### [Extracted material]
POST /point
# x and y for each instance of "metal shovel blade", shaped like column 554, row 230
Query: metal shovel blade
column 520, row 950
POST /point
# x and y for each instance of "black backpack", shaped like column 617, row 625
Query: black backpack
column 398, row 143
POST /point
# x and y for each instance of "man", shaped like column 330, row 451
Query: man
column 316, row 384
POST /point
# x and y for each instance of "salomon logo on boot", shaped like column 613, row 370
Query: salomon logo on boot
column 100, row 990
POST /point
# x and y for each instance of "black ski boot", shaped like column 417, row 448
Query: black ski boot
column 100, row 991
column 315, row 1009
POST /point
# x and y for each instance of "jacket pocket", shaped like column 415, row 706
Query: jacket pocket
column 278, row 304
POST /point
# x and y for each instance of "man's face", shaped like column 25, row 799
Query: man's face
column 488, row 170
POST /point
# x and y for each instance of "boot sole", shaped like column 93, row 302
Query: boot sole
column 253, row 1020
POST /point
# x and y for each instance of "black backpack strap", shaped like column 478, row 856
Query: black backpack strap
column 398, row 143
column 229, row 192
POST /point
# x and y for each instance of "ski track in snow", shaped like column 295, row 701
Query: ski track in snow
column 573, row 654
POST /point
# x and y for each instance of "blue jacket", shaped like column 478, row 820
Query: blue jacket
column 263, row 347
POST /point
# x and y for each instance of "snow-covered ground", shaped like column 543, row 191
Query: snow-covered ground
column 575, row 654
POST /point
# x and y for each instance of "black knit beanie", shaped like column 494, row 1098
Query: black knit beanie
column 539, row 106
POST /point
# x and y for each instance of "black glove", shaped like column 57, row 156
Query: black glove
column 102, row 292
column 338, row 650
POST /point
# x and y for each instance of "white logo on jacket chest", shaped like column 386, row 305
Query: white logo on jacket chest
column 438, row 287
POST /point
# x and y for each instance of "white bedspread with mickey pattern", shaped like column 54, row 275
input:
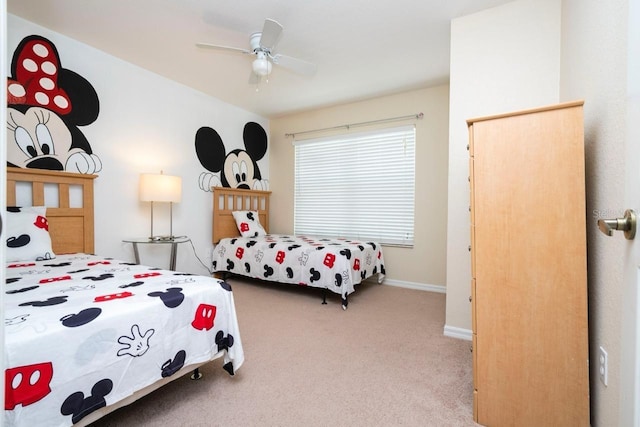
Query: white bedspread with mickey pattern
column 82, row 332
column 333, row 263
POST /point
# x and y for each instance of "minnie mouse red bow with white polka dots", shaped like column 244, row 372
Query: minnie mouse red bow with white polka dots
column 36, row 82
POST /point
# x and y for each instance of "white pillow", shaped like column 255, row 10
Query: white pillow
column 27, row 234
column 248, row 223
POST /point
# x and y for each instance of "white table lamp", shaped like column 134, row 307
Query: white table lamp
column 161, row 188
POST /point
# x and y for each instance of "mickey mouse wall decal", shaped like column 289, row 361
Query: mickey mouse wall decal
column 236, row 169
column 46, row 105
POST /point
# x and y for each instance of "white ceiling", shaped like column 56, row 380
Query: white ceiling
column 363, row 48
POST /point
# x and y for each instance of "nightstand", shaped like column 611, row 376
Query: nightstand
column 146, row 241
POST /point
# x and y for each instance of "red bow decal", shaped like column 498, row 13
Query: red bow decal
column 36, row 81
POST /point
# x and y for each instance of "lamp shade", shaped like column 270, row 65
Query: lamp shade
column 160, row 188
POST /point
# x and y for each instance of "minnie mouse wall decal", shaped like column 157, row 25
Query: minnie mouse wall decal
column 46, row 105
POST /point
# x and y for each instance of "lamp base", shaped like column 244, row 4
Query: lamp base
column 162, row 238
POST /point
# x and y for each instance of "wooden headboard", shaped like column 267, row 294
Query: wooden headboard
column 70, row 228
column 226, row 200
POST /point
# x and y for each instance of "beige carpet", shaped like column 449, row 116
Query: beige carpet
column 382, row 362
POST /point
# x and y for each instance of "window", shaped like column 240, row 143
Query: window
column 360, row 186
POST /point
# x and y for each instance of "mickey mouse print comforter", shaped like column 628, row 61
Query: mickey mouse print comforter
column 332, row 263
column 83, row 332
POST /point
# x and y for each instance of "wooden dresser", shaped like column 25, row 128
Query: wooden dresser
column 529, row 268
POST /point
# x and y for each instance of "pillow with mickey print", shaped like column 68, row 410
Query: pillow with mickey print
column 248, row 223
column 27, row 234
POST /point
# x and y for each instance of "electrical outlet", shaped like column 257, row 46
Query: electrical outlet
column 603, row 368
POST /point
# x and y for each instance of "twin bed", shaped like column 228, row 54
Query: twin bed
column 244, row 247
column 86, row 334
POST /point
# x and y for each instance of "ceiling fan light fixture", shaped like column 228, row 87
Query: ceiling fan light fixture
column 262, row 66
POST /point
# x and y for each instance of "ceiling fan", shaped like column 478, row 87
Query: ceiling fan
column 262, row 45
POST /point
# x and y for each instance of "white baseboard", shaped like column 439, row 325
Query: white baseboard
column 419, row 286
column 455, row 332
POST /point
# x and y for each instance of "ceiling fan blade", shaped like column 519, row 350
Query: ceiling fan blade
column 218, row 47
column 271, row 34
column 296, row 65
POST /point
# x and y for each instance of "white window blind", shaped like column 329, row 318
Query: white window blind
column 359, row 186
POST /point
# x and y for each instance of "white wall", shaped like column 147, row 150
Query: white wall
column 502, row 59
column 147, row 123
column 594, row 66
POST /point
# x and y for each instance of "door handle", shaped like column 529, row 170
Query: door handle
column 626, row 224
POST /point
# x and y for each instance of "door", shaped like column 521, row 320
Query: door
column 630, row 351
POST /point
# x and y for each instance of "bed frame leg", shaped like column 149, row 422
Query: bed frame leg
column 196, row 375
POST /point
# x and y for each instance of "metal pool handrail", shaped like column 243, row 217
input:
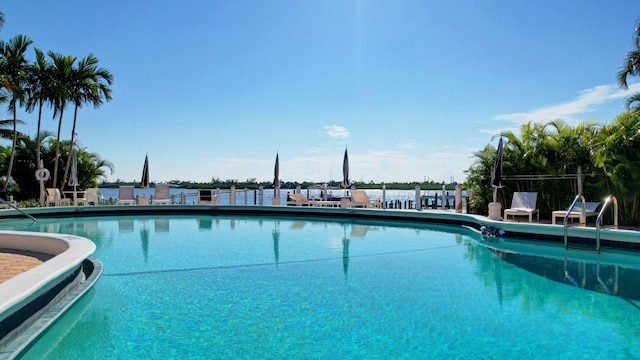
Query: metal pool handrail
column 566, row 216
column 599, row 218
column 16, row 208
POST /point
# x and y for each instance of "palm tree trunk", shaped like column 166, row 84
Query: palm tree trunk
column 13, row 147
column 38, row 136
column 55, row 166
column 73, row 135
column 38, row 155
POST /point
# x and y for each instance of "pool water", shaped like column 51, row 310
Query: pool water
column 223, row 287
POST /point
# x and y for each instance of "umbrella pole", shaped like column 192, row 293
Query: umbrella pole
column 495, row 208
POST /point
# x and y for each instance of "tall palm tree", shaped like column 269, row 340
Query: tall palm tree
column 13, row 65
column 38, row 87
column 62, row 74
column 90, row 85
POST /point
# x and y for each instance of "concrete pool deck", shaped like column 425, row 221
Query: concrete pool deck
column 13, row 262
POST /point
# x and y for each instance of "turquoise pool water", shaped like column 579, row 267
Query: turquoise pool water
column 221, row 287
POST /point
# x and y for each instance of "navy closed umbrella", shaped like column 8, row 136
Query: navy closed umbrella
column 145, row 173
column 345, row 170
column 496, row 173
column 73, row 179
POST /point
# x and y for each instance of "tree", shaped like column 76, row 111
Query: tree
column 13, row 66
column 60, row 93
column 90, row 85
column 91, row 168
column 39, row 84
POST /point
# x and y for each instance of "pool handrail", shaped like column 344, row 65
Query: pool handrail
column 566, row 217
column 20, row 211
column 599, row 218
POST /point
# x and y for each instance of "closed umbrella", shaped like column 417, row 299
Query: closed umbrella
column 345, row 170
column 276, row 178
column 73, row 179
column 496, row 173
column 145, row 173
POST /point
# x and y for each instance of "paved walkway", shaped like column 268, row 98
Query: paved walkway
column 14, row 262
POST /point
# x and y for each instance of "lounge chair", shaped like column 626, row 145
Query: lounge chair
column 523, row 204
column 359, row 198
column 298, row 200
column 579, row 212
column 7, row 201
column 206, row 196
column 125, row 196
column 91, row 196
column 54, row 198
column 162, row 194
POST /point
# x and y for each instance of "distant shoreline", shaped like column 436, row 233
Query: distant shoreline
column 290, row 185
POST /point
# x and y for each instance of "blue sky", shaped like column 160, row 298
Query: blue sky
column 411, row 88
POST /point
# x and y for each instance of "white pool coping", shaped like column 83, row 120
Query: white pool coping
column 68, row 254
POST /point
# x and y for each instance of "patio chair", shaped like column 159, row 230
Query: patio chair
column 55, row 198
column 523, row 204
column 580, row 211
column 298, row 200
column 162, row 194
column 125, row 196
column 206, row 196
column 91, row 196
column 359, row 198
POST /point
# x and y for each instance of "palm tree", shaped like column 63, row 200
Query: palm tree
column 38, row 87
column 60, row 93
column 13, row 66
column 90, row 85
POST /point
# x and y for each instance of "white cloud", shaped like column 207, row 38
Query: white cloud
column 336, row 131
column 586, row 102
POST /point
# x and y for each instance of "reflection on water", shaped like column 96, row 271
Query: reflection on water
column 589, row 275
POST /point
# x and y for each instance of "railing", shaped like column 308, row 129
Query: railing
column 607, row 201
column 17, row 209
column 566, row 217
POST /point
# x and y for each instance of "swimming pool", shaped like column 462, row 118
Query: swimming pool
column 260, row 287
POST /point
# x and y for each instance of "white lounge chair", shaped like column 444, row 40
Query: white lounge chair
column 580, row 211
column 91, row 196
column 162, row 194
column 359, row 198
column 206, row 196
column 125, row 195
column 8, row 201
column 55, row 198
column 298, row 200
column 523, row 204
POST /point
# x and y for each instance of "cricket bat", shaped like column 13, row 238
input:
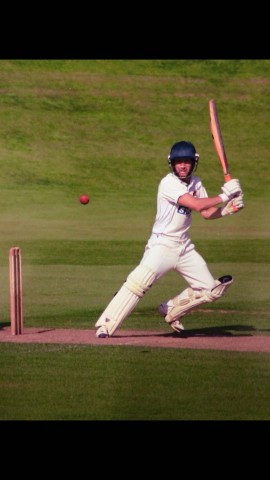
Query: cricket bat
column 218, row 141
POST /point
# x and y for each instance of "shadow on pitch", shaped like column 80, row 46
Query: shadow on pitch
column 217, row 331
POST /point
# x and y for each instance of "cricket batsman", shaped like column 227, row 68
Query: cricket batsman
column 169, row 247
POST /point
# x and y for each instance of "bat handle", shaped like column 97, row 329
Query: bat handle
column 227, row 177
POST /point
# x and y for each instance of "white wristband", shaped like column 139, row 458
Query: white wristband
column 224, row 197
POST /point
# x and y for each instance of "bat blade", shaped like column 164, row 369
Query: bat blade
column 218, row 141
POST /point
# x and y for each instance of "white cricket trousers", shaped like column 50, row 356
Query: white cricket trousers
column 163, row 254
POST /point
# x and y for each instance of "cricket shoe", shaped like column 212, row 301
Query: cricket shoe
column 102, row 332
column 164, row 309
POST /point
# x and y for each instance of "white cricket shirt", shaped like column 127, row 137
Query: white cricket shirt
column 173, row 219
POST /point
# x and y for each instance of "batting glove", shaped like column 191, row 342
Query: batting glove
column 233, row 206
column 231, row 189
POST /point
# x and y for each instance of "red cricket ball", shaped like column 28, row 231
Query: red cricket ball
column 84, row 199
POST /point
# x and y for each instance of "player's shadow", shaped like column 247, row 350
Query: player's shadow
column 217, row 331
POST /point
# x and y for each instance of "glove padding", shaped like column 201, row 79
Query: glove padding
column 231, row 189
column 233, row 206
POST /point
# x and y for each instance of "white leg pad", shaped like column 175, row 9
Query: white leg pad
column 189, row 300
column 123, row 303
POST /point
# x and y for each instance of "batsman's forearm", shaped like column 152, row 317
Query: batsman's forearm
column 199, row 204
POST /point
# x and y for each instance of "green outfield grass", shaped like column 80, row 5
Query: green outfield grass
column 105, row 128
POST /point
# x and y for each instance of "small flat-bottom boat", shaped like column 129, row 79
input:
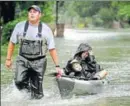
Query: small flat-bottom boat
column 72, row 86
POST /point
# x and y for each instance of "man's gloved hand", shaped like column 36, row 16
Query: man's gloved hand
column 60, row 72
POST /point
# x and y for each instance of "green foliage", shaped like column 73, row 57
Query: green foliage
column 47, row 10
column 97, row 21
column 8, row 28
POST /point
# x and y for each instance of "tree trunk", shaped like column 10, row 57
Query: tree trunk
column 59, row 27
column 8, row 11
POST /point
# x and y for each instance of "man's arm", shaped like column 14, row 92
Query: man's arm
column 10, row 50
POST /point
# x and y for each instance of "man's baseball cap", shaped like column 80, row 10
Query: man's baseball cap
column 35, row 7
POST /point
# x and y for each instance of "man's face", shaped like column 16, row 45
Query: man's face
column 34, row 15
column 84, row 55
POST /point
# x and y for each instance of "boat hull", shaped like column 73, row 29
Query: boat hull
column 70, row 86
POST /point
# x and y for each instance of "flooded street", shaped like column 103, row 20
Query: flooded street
column 112, row 52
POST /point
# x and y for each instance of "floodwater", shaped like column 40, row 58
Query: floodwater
column 112, row 51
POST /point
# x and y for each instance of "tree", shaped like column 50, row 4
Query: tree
column 7, row 10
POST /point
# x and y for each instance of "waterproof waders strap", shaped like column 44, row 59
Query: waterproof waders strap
column 26, row 28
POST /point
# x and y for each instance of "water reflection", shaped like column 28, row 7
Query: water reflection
column 112, row 50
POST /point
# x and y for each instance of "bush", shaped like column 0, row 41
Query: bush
column 7, row 30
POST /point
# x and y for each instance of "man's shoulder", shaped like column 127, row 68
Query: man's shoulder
column 20, row 24
column 45, row 26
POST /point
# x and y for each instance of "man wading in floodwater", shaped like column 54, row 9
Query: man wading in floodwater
column 34, row 38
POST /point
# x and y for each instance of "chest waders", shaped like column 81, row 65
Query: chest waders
column 31, row 64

### [Short problem]
State how many lines of the data above contain the word "waders". Give only the number.

### [Output for this exercise]
4